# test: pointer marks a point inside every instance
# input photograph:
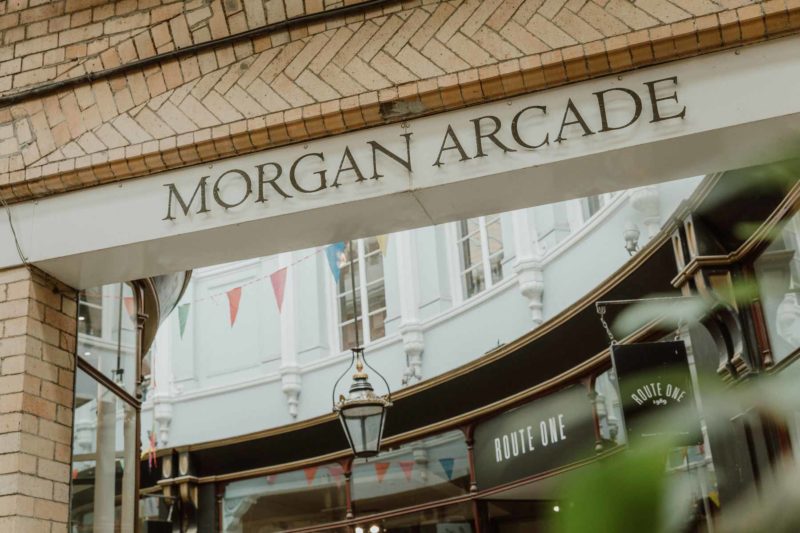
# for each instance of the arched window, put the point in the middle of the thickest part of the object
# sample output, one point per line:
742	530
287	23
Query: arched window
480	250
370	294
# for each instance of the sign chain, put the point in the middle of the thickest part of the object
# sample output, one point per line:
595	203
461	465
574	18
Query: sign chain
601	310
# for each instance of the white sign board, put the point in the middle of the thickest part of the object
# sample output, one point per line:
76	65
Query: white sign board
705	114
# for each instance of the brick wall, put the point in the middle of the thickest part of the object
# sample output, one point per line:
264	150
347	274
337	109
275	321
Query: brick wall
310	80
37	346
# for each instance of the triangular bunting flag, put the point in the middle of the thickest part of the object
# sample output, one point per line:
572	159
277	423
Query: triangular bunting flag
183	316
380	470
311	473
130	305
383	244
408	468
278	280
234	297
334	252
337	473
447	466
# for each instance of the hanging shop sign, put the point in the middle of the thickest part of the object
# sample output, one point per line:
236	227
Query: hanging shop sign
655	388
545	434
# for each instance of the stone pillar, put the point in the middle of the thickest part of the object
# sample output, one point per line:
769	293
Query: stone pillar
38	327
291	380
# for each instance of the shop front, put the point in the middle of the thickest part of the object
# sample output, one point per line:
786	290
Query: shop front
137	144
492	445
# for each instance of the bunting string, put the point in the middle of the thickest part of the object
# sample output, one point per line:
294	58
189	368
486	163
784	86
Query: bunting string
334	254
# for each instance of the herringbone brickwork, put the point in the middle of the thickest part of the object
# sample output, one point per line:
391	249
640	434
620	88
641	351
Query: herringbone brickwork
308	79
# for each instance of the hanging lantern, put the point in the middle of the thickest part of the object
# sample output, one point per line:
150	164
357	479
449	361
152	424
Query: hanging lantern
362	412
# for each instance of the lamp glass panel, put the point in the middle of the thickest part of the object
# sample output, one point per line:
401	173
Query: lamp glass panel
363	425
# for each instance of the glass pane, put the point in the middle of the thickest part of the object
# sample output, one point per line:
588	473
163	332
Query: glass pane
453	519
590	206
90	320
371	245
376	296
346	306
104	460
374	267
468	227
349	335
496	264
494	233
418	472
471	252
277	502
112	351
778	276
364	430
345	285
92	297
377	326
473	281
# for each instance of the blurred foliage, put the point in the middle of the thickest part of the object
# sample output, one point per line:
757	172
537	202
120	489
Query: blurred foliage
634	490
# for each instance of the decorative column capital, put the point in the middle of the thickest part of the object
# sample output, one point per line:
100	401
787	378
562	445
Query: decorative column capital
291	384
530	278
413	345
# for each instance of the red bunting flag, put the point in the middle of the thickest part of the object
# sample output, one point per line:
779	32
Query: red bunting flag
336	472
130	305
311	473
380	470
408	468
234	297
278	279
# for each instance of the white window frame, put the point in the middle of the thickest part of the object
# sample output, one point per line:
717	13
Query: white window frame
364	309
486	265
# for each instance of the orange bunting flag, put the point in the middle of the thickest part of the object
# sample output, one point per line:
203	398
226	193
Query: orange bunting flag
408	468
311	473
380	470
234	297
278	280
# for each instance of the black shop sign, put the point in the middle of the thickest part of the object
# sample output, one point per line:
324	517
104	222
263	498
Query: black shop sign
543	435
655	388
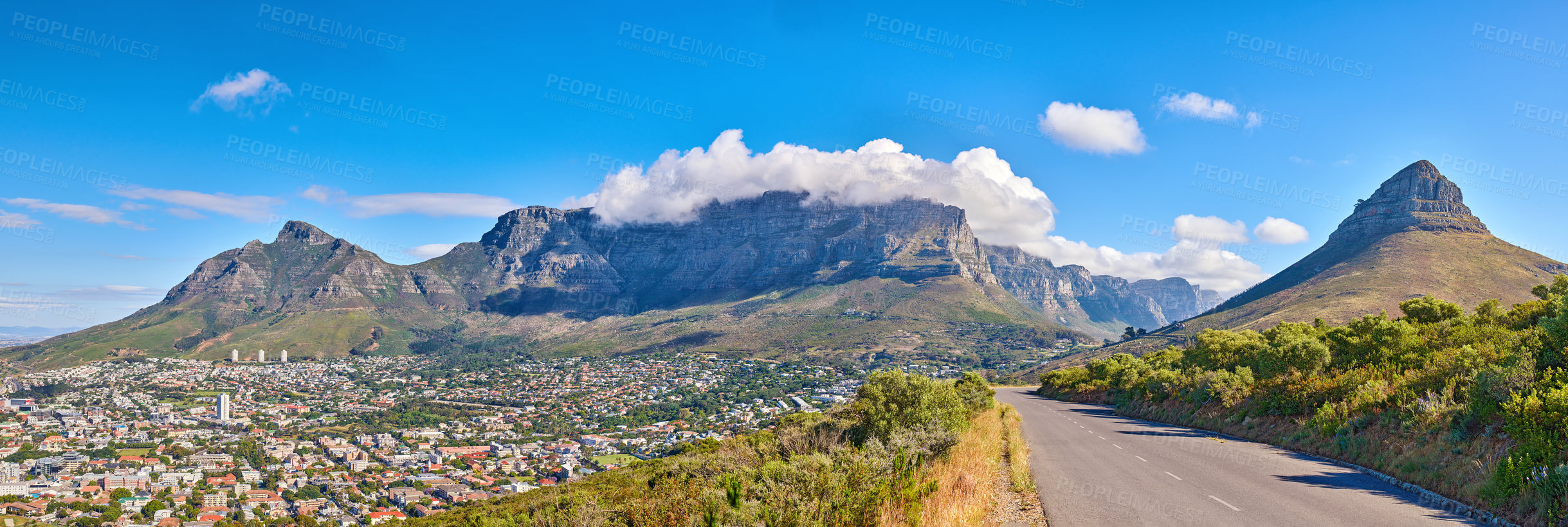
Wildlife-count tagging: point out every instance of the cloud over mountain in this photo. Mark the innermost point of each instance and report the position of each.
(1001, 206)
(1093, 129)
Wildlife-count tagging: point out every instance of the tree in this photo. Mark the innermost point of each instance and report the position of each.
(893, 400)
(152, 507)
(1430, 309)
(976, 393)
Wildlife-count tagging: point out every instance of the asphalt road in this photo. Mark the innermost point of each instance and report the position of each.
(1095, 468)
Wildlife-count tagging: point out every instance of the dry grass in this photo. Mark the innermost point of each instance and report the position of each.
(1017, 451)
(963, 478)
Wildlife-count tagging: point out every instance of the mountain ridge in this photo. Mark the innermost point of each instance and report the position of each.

────────────────────

Set exercise: Set down, exactly and in full, the lines from the one containing "Wildlife-count tagging: point out every instance of the cloud" through the end of the entries; no other line belongs.

Output below:
Wildlife-count tagging: point out every instance of the cloud over mountain in this photo. Mark the innermost point of each instance and report the position of each.
(1001, 206)
(1093, 129)
Wildlife-count tagging: point out every instance of the tree in this photo. Mark the innermost point of each instance and report the position of each.
(893, 400)
(152, 507)
(1430, 309)
(976, 393)
Wildlife-count tagging: point out every instance of the asphalt road in this photo. Mark the innermost point of each instance and report the position of each.
(1095, 468)
Wildlife-count tagging: point out every instance of the dry grass in this photo. Mark the innermost point of each instance and report the position of each.
(1017, 451)
(963, 478)
Wildlife-count tagging: point out every instance of the mountain ridge in this photo. Mark the innermost point of each instance and report the position of each.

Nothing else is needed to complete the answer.